* [EXTRACTED TEXT]:
BEGIN

AKI was observed in 300 patients (80.4%) and it was significantly more frequent in adults (83.2% vs. 70.6% P < 0.005) than in children. The distribution according to the RIFLE was as follows: Risk (19.1% vs. 31.2%), injury (21.8% vs. 29.2%), failure (59.1% vs. 39.6%) in adults and children, respectively. The adults required renal replacement therapy more frequently than children (37.8% vs. 11.6%, P < 0.0001).

Mortality

Mortality was significantly higher in adults (14.8% vs. 2.8%, P = 0.005). Adults with AKI had an even higher mortality (93.3% vs. 6.7%, P < 0.05). Mortality was also associated with AKI severity, as it was higher in the worst RIFLE stages: Risk (mortality: 6.7%), injury (11.1%) and failure (82.2%), P = 0.002. Need of dialysis (64.4% vs. 35.6%, P < 0.0001) and oliguria (54.5% vs. 45.5%, P < 0.0001) were also associated with higher mortality. No significant difference was observed in children regarding these parameters.

END

Referring expression data from photos:
BEGIN

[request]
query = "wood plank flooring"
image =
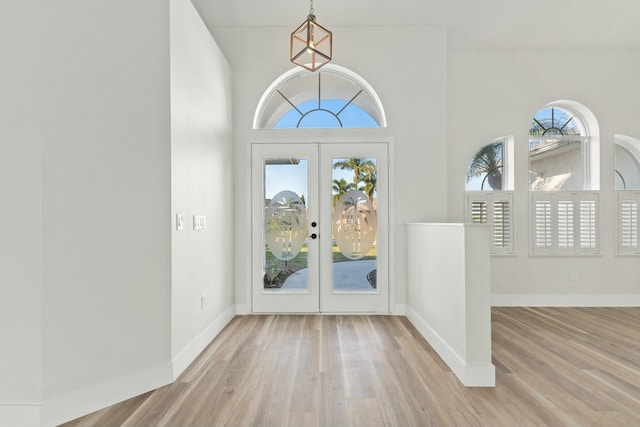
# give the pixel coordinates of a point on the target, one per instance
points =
(554, 367)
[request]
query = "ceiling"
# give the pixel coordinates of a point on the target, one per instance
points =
(471, 24)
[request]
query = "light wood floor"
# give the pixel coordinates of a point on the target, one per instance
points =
(555, 367)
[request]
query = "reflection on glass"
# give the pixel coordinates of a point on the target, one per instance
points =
(354, 224)
(285, 225)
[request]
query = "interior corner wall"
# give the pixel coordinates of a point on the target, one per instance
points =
(497, 93)
(201, 184)
(106, 203)
(21, 215)
(412, 87)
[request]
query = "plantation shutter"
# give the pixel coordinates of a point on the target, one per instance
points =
(501, 224)
(628, 242)
(588, 224)
(479, 212)
(542, 216)
(565, 223)
(493, 209)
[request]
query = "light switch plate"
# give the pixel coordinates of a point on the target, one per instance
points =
(199, 222)
(179, 222)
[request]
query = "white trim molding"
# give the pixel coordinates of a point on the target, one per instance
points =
(565, 300)
(188, 354)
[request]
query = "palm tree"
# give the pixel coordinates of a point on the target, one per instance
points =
(340, 187)
(360, 167)
(487, 161)
(370, 180)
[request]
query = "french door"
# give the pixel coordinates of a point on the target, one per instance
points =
(320, 228)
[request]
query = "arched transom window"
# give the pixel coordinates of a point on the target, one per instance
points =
(332, 98)
(557, 138)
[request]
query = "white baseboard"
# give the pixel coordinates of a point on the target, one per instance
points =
(243, 309)
(399, 310)
(20, 414)
(469, 375)
(85, 401)
(82, 402)
(195, 347)
(576, 300)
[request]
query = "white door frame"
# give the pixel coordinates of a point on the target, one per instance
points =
(329, 301)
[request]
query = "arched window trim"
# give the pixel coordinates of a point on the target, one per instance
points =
(343, 72)
(590, 140)
(632, 147)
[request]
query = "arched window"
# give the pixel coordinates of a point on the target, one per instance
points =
(563, 165)
(489, 199)
(627, 182)
(627, 158)
(558, 139)
(332, 98)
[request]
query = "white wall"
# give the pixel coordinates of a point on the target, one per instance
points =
(497, 93)
(20, 213)
(448, 296)
(201, 183)
(106, 202)
(406, 66)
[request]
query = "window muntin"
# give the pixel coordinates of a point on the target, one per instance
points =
(332, 98)
(558, 143)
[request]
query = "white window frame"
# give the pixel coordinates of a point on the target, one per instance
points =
(499, 246)
(565, 223)
(628, 220)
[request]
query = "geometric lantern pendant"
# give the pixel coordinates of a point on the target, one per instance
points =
(311, 44)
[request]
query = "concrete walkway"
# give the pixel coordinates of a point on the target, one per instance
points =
(348, 276)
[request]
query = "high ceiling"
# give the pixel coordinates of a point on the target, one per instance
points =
(471, 24)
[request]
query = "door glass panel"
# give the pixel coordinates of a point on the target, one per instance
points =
(354, 224)
(285, 260)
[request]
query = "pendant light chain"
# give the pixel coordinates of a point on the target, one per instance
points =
(311, 43)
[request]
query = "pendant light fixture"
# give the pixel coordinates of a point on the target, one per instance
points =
(311, 43)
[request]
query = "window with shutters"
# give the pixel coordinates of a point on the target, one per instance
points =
(565, 223)
(628, 208)
(495, 210)
(489, 182)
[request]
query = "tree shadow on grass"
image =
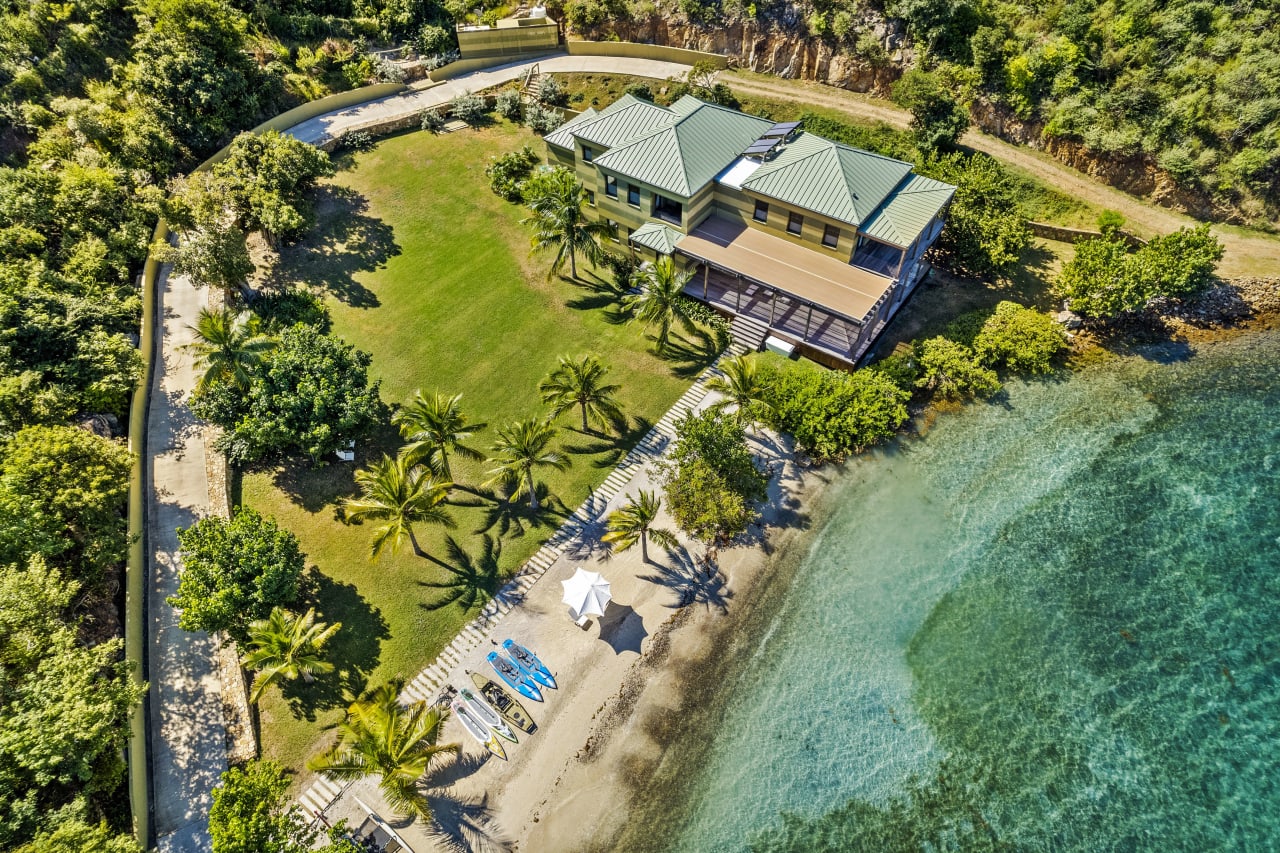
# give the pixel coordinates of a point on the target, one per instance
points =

END

How would the passage on acute kidney injury and mortality in adults and children go on after its final sentence? Write the next few sentences.

* [RESPONSE BOX]:
  Discussion Top


Leptospirosis is a potentially fatal disease commonly observed in tropical countries. [1],[2],[3] The severe form (Weil disease) requires intensive care, mainly regarding renal function, including the possibility of dialysis.

Experienced clinicians in endemic areas commonly believe that leptospirosis produces milder symptoms among children. [9],[10] There are several reports presenting lower rates of classic signs and symptoms of Weil's disease in children. [11],[12],[13] Spichler et al., [11] in a recent study with 370 patients with severe leptospirosis, found that adults exhibited a higher frequency of jaundice and oliguria than in pediatric group. In the present study, most signs and symptoms where similar between the two groups, with the exception of arrhythmia, which was more commonly reported in adults and vomiting, which was more frequent in children. The children population in our cohort was lower than adults and this can be due to the milder course of leptospirosis in children, with the majority of cases not necessitating hospital admission.

In the present study, the adult population presented with significantly higher white blood cells count and the pediatric population presented with significantly lower S Ur , S Cr and higher frequency of thrombocytopenia. Spichler et al. [11] found that S Cr and bilirubin were higher in adults.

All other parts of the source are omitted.